PROBLEM DESCRIPTION: Please print every line from the one containing "If you could mark the black" through the last line of the records below, exactly as written and nothing more.
------------------------------------
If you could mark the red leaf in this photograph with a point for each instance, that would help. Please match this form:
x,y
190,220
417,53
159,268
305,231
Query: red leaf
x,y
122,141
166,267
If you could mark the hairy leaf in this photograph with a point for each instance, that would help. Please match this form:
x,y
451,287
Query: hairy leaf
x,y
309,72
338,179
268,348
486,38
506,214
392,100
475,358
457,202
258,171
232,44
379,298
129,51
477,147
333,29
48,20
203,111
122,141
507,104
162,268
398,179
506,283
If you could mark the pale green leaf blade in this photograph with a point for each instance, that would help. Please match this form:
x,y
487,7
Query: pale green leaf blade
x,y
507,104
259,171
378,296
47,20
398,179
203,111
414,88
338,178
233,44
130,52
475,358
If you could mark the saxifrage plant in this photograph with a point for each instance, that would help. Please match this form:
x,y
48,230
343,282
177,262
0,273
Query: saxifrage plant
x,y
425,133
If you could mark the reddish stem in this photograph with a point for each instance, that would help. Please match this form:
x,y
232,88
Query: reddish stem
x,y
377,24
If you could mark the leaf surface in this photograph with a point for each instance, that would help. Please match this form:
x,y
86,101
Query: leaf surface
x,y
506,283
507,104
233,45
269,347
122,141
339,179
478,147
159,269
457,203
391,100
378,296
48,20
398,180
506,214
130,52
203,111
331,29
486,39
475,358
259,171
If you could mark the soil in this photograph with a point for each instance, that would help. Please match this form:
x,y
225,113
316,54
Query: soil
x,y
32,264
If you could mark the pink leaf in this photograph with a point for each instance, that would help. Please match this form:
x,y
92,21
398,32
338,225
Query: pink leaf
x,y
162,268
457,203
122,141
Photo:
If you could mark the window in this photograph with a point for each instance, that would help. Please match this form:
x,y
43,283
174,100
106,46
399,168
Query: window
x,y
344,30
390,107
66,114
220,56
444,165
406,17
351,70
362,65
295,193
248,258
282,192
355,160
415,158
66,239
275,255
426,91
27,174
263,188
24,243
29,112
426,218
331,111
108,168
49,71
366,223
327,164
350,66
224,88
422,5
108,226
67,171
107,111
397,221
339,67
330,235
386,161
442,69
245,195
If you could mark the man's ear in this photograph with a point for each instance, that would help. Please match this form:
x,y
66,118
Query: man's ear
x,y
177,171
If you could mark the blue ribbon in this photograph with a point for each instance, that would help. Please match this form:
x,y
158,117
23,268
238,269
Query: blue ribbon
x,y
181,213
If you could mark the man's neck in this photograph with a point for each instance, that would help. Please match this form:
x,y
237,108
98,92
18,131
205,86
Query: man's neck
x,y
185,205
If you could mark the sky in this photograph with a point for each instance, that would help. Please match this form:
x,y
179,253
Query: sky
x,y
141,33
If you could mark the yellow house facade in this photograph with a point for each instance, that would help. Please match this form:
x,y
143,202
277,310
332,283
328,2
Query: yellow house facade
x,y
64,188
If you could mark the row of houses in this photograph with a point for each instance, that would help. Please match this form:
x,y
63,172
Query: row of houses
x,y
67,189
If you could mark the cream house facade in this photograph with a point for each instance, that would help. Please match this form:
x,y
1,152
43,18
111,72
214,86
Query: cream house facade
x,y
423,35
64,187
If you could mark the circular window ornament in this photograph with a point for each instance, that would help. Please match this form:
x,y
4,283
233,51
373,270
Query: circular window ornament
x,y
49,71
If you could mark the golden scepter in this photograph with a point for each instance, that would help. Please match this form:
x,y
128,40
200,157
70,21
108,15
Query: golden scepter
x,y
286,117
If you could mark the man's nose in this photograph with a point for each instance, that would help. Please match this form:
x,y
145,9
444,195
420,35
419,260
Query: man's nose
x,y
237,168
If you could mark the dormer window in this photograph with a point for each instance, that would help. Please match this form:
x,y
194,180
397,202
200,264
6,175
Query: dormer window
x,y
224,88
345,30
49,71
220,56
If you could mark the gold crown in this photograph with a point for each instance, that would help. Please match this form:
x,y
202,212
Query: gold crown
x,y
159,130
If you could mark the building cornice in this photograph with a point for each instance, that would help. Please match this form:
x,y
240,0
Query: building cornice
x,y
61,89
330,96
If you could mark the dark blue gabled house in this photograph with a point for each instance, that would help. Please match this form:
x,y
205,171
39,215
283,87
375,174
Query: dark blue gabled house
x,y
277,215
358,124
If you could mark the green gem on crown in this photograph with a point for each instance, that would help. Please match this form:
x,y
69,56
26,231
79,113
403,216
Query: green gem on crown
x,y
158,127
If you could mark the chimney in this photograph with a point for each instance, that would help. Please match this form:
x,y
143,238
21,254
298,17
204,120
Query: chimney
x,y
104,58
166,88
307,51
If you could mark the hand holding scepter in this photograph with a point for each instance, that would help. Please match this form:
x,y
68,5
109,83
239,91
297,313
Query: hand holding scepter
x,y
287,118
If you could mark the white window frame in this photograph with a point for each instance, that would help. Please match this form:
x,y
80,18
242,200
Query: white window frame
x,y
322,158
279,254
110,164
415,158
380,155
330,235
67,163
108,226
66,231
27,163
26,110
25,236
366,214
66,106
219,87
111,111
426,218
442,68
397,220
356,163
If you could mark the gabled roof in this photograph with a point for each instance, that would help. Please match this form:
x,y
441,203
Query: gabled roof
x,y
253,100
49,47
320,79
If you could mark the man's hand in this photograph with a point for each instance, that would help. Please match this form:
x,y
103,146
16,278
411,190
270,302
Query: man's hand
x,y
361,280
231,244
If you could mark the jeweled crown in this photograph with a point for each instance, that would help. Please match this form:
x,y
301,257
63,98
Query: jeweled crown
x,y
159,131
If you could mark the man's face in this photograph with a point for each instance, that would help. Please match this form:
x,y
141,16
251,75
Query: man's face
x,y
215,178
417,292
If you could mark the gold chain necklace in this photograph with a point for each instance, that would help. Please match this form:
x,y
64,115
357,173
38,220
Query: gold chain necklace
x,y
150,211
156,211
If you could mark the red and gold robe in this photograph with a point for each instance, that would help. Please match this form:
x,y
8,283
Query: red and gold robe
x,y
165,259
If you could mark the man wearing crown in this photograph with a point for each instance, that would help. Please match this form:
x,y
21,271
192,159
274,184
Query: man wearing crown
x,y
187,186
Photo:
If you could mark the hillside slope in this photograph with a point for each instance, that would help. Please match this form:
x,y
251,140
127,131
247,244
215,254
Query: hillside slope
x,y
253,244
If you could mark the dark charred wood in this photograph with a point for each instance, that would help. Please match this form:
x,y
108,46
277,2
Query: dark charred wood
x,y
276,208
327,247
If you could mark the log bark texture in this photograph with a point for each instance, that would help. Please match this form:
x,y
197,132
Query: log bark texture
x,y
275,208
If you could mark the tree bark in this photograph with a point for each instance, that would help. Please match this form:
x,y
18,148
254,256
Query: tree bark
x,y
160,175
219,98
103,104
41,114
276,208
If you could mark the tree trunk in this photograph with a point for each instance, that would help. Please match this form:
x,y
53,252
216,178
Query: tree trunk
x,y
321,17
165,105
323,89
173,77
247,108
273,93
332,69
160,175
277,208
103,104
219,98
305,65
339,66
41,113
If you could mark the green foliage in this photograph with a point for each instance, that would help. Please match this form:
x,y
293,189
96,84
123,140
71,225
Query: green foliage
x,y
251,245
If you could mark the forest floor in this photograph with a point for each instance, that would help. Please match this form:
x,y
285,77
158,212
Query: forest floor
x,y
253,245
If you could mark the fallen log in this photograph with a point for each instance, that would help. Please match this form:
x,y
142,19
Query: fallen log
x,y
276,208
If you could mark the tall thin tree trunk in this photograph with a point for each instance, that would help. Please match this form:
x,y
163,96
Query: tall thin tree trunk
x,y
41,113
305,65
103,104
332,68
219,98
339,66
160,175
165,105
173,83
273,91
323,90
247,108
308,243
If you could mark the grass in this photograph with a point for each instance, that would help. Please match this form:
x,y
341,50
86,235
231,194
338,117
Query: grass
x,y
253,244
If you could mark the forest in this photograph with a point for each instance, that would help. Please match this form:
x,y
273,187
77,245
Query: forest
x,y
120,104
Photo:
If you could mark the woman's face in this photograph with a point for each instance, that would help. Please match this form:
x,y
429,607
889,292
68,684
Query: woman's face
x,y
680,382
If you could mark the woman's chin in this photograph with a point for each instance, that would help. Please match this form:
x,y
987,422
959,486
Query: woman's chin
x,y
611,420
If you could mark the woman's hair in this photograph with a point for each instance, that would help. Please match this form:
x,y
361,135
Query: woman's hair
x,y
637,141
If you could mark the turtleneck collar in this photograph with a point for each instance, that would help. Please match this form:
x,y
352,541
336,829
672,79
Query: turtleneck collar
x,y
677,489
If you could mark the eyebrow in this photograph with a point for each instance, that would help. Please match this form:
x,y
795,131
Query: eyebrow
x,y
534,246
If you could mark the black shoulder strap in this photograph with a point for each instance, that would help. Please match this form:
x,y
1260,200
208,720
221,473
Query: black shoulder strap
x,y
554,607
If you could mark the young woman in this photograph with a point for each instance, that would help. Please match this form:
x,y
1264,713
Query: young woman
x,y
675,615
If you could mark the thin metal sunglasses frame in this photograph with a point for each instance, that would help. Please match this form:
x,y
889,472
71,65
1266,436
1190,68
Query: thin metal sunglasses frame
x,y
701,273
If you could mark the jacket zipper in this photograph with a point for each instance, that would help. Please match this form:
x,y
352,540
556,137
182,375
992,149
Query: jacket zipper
------------------------------------
WRITTEN RESPONSE:
If you could mark the black shoulder strap in this photograph with a point for each instance, that would help. Please match this form:
x,y
1260,200
208,720
221,473
Query: black shoulder strap
x,y
554,607
If you could mark the young woman in this photograph with a point for each instance, that would help. Please match this form:
x,y
1264,713
Query: young woman
x,y
675,615
If you could mark the thin metal sunglasses frame in this photograph with a point for each instance, that would help. Please match this form:
x,y
889,472
71,65
1266,436
1190,68
Query: thin metal sunglasses frame
x,y
701,273
If you could mark the jacket zipper in this photograph with a point for each instance, that would help. Please match this form:
x,y
352,540
556,137
182,375
992,149
Query: jacket zipper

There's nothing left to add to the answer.